[TASK GOAL]:
Please restate the entire listing verbatim.

[INFORMATION]:
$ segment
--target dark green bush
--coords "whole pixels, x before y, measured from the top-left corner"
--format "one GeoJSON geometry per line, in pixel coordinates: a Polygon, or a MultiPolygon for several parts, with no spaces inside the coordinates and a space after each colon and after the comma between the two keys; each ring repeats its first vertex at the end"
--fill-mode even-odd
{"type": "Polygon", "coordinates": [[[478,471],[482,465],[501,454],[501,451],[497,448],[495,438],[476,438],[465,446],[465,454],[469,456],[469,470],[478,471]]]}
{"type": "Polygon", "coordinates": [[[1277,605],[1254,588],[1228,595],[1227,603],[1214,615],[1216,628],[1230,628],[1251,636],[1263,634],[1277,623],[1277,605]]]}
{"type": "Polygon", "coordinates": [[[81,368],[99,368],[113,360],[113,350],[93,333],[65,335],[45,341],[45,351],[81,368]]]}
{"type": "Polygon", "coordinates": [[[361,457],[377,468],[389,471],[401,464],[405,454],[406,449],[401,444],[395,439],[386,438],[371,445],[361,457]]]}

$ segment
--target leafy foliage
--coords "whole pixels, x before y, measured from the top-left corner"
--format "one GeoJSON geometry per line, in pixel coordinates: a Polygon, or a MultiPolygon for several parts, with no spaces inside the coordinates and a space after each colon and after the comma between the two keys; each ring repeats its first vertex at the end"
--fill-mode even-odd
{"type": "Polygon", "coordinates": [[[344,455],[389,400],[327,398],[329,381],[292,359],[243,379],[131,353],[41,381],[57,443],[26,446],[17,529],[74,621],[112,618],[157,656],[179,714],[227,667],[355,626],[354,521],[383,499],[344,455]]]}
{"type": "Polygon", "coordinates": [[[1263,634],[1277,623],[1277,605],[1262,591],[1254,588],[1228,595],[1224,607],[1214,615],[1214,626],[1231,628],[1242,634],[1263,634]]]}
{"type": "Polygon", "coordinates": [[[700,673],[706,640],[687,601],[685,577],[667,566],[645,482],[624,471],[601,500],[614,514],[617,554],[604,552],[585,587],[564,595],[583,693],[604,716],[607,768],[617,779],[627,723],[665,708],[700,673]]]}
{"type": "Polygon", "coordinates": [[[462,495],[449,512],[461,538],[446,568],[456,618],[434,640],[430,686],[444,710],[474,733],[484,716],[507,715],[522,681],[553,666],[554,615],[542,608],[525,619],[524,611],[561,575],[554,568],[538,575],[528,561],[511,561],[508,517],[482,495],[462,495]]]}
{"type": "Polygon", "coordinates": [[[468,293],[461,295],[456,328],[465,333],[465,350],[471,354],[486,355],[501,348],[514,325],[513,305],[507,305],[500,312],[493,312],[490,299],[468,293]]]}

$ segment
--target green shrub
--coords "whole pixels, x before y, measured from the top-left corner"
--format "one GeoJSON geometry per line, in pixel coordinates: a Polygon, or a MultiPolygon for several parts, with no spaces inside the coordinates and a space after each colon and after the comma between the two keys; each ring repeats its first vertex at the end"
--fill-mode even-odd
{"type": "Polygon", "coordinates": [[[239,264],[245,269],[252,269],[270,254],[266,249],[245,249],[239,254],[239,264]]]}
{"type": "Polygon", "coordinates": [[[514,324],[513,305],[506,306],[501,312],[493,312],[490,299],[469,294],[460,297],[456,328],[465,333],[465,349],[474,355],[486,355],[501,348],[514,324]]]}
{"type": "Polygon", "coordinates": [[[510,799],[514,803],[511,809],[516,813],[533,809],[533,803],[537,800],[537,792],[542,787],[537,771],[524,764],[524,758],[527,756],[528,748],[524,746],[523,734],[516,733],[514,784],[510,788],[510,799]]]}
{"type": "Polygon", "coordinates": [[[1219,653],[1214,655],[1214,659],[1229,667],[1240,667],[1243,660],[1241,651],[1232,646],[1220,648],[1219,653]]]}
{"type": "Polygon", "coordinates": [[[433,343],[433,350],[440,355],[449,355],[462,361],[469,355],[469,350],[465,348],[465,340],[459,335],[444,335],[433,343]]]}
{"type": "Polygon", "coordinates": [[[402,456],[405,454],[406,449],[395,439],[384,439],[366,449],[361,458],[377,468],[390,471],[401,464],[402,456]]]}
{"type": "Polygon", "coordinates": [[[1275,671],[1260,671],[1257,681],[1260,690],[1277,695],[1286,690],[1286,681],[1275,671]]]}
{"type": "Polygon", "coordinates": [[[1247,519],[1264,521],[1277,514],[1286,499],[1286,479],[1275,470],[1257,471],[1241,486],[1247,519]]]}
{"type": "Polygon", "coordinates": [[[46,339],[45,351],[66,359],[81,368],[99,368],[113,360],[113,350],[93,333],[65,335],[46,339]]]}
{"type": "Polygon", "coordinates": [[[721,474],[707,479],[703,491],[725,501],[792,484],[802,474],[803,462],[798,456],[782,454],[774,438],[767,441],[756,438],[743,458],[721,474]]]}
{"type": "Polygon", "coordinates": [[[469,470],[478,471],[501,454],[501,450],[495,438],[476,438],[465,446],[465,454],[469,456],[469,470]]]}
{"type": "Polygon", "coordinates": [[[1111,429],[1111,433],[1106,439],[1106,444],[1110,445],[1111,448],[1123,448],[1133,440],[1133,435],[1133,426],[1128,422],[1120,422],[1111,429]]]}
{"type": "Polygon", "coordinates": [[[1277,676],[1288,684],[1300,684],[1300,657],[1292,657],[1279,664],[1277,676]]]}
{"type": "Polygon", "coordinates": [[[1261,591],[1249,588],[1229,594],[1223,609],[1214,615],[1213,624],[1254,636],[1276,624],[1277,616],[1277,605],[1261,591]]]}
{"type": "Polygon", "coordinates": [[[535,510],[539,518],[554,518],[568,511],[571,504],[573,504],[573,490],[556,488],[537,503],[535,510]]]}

[SOLUTION FOR THIS PROBLEM]:
$ segment
--target dark green bush
--coords "whole pixels, x before y, measured from the top-left corner"
--format "one GeoJSON geometry per line, in pixel coordinates: a Polygon, or a MultiPolygon for several parts, with no spaces inside the coordinates and a space after each colon and after the comma between the two keys; each ring repeats its first vertex at the end"
--fill-mode even-odd
{"type": "Polygon", "coordinates": [[[478,471],[482,465],[501,454],[501,451],[497,448],[495,438],[476,438],[465,446],[465,454],[469,456],[469,470],[478,471]]]}
{"type": "Polygon", "coordinates": [[[1277,605],[1254,588],[1228,595],[1227,603],[1214,615],[1216,628],[1230,628],[1251,636],[1263,634],[1277,623],[1277,605]]]}
{"type": "Polygon", "coordinates": [[[81,368],[99,368],[113,360],[113,350],[93,333],[65,335],[45,341],[45,351],[81,368]]]}
{"type": "Polygon", "coordinates": [[[361,457],[377,468],[389,471],[401,464],[405,454],[406,449],[401,444],[395,439],[386,438],[371,445],[361,457]]]}

$ segment
--target leafy foliage
--coords "whole pixels, x before y, measured from the top-left corner"
--format "one GeoJSON geometry per line, in pixel coordinates: a Polygon, or a MultiPolygon for several parts, with no spaces inside the coordinates and a space after each colon and after the comma between the two keys; each ring repeats its first vertex at the end"
--fill-mode even-odd
{"type": "Polygon", "coordinates": [[[344,455],[389,400],[327,398],[329,381],[292,359],[243,379],[131,353],[41,381],[57,443],[26,446],[17,529],[74,621],[112,618],[157,656],[179,714],[227,667],[355,626],[354,521],[383,499],[344,455]]]}
{"type": "Polygon", "coordinates": [[[1263,634],[1277,623],[1277,605],[1262,591],[1254,588],[1228,595],[1224,607],[1214,615],[1214,626],[1231,628],[1242,634],[1263,634]]]}
{"type": "Polygon", "coordinates": [[[700,673],[706,640],[687,601],[685,577],[667,566],[645,482],[624,471],[601,500],[614,514],[617,554],[604,552],[585,587],[564,595],[583,693],[604,716],[607,768],[617,779],[627,723],[665,708],[700,673]]]}
{"type": "Polygon", "coordinates": [[[462,495],[449,512],[461,538],[446,568],[456,618],[434,640],[430,686],[444,710],[474,733],[484,716],[507,715],[522,681],[553,666],[554,615],[542,608],[525,619],[524,611],[561,575],[554,568],[538,575],[528,561],[511,561],[508,517],[482,495],[462,495]]]}
{"type": "Polygon", "coordinates": [[[468,293],[461,295],[456,328],[465,333],[465,350],[471,354],[486,355],[501,348],[514,325],[513,305],[507,305],[500,312],[493,312],[490,299],[468,293]]]}

$ segment
--target green shrub
--coords "whole pixels, x before y, measured from the top-left corner"
--format "one GeoJSON geometry per line, in pixel coordinates: a Polygon, or a MultiPolygon for several parts, with no spaces inside the coordinates and a space after each colon and after the comma between the two keys; each ring repeats its first vertex at the end"
--fill-mode even-odd
{"type": "Polygon", "coordinates": [[[239,264],[245,269],[252,269],[270,254],[266,249],[245,249],[239,254],[239,264]]]}
{"type": "Polygon", "coordinates": [[[514,324],[513,305],[506,306],[501,312],[493,312],[490,299],[469,294],[460,297],[456,328],[465,333],[465,349],[474,355],[486,355],[501,348],[514,324]]]}
{"type": "Polygon", "coordinates": [[[510,799],[514,803],[511,809],[516,813],[533,809],[533,803],[537,800],[537,792],[542,787],[537,771],[524,764],[524,758],[527,756],[528,748],[524,746],[523,734],[516,733],[514,784],[510,788],[510,799]]]}
{"type": "Polygon", "coordinates": [[[1219,653],[1214,655],[1214,659],[1229,667],[1240,667],[1243,660],[1241,651],[1232,646],[1220,648],[1219,653]]]}
{"type": "Polygon", "coordinates": [[[433,343],[433,350],[440,355],[449,355],[462,361],[469,355],[469,350],[465,348],[465,340],[459,335],[444,335],[433,343]]]}
{"type": "Polygon", "coordinates": [[[402,456],[405,454],[406,449],[395,439],[384,439],[366,449],[361,458],[377,468],[390,471],[401,464],[402,456]]]}
{"type": "Polygon", "coordinates": [[[1275,671],[1260,671],[1257,681],[1260,690],[1277,695],[1286,690],[1286,681],[1275,671]]]}
{"type": "Polygon", "coordinates": [[[1247,519],[1264,521],[1277,514],[1286,499],[1286,479],[1275,470],[1257,471],[1241,486],[1247,519]]]}
{"type": "Polygon", "coordinates": [[[46,339],[45,351],[66,359],[81,368],[99,368],[113,360],[113,350],[93,333],[65,335],[46,339]]]}
{"type": "Polygon", "coordinates": [[[721,474],[707,479],[703,491],[725,501],[792,484],[802,474],[803,462],[798,456],[782,454],[774,438],[767,441],[756,438],[743,458],[721,474]]]}
{"type": "Polygon", "coordinates": [[[469,470],[478,471],[501,454],[501,450],[495,438],[476,438],[465,446],[465,454],[469,456],[469,470]]]}
{"type": "Polygon", "coordinates": [[[1111,429],[1111,433],[1106,439],[1106,444],[1110,445],[1111,448],[1123,448],[1133,440],[1133,435],[1133,426],[1128,422],[1120,422],[1111,429]]]}
{"type": "Polygon", "coordinates": [[[1277,676],[1288,684],[1300,684],[1300,657],[1292,657],[1279,664],[1277,676]]]}
{"type": "Polygon", "coordinates": [[[1261,591],[1249,588],[1229,594],[1223,609],[1214,615],[1213,624],[1254,636],[1276,624],[1277,616],[1277,605],[1261,591]]]}
{"type": "Polygon", "coordinates": [[[535,510],[539,518],[554,518],[568,511],[571,504],[573,504],[573,490],[556,488],[537,503],[535,510]]]}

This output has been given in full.